= Aim of the exercise =
Each entry must be restated exactly as it appears.

[Recorded data]
|---|
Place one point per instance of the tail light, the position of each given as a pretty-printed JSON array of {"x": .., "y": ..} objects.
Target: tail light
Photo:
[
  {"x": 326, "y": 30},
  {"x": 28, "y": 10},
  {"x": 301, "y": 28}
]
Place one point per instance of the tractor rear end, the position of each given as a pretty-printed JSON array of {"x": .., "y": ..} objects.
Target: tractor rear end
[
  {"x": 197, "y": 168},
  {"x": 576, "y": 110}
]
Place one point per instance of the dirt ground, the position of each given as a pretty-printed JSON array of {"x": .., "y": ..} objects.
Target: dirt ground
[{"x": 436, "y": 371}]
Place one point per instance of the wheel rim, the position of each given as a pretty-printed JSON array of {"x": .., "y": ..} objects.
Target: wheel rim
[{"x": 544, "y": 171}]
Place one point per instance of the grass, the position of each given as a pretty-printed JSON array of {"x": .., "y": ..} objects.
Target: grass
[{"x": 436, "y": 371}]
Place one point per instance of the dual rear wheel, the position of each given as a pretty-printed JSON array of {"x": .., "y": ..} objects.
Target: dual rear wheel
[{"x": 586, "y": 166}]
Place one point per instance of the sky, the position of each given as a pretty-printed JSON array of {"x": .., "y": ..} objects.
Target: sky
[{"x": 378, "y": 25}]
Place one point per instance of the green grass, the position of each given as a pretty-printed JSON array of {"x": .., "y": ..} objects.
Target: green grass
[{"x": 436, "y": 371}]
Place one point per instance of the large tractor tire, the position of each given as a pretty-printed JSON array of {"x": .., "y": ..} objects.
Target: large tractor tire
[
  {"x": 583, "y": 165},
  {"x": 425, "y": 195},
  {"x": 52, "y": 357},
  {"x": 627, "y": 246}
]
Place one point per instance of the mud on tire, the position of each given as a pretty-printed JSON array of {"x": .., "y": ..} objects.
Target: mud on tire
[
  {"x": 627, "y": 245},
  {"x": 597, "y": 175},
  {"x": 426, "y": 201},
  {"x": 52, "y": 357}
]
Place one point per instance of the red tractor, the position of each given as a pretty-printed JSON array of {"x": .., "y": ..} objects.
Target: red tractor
|---|
= Answer for the task =
Place one point per instance of the tail light, the position of each given as a pretty-printed JSON array of {"x": .., "y": ..} objects.
Target: tail light
Photo:
[
  {"x": 326, "y": 30},
  {"x": 28, "y": 10},
  {"x": 301, "y": 28}
]
Place one point per instance of the tractor rear end, the position of each given as a pretty-printed JSON array of {"x": .., "y": ..} objects.
Target: tractor rear end
[
  {"x": 197, "y": 168},
  {"x": 576, "y": 110}
]
Place one point per instance of the dirt ground, the position of each given as a pretty-printed JSON array of {"x": .., "y": ..} objects.
Target: dirt ground
[{"x": 436, "y": 371}]
Place one point per instance of the wheel rim, the position of each given as a pretty-printed JSON array of {"x": .., "y": ..} objects.
Target: wheel rim
[{"x": 544, "y": 171}]
Place one point per instance of the grass, the position of each given as a pretty-printed JSON array of {"x": .., "y": ..} objects.
Target: grass
[{"x": 436, "y": 371}]
Place one point per instance of the dual rear wheel, the position of each given as a pretty-printed JSON array of {"x": .., "y": ..} objects.
Target: dual rear wheel
[{"x": 586, "y": 166}]
Place one point per instance of the sky, the position of each given as a pretty-printed JSON array of {"x": .., "y": ..} objects.
Target: sky
[{"x": 378, "y": 25}]
Place one point per instance of the green grass, the position of each given as a pretty-printed JSON array of {"x": .., "y": ..} objects.
Target: green grass
[{"x": 436, "y": 371}]
Place one point per instance of the large tractor tire, the position of each given as a pretty-printed JSON array of {"x": .., "y": ..} objects.
Target: large tractor tire
[
  {"x": 583, "y": 165},
  {"x": 425, "y": 195},
  {"x": 52, "y": 357},
  {"x": 627, "y": 246}
]
Place one point per instance of the mud on tire, the position of each given as a pretty-printed JSON array of {"x": .., "y": ..} objects.
Target: mud on tire
[
  {"x": 627, "y": 245},
  {"x": 597, "y": 175},
  {"x": 426, "y": 201},
  {"x": 52, "y": 357}
]
Place one point per instance of the red tractor, the position of each given as a pretty-printed JSON array of {"x": .., "y": ..} objects.
Target: red tractor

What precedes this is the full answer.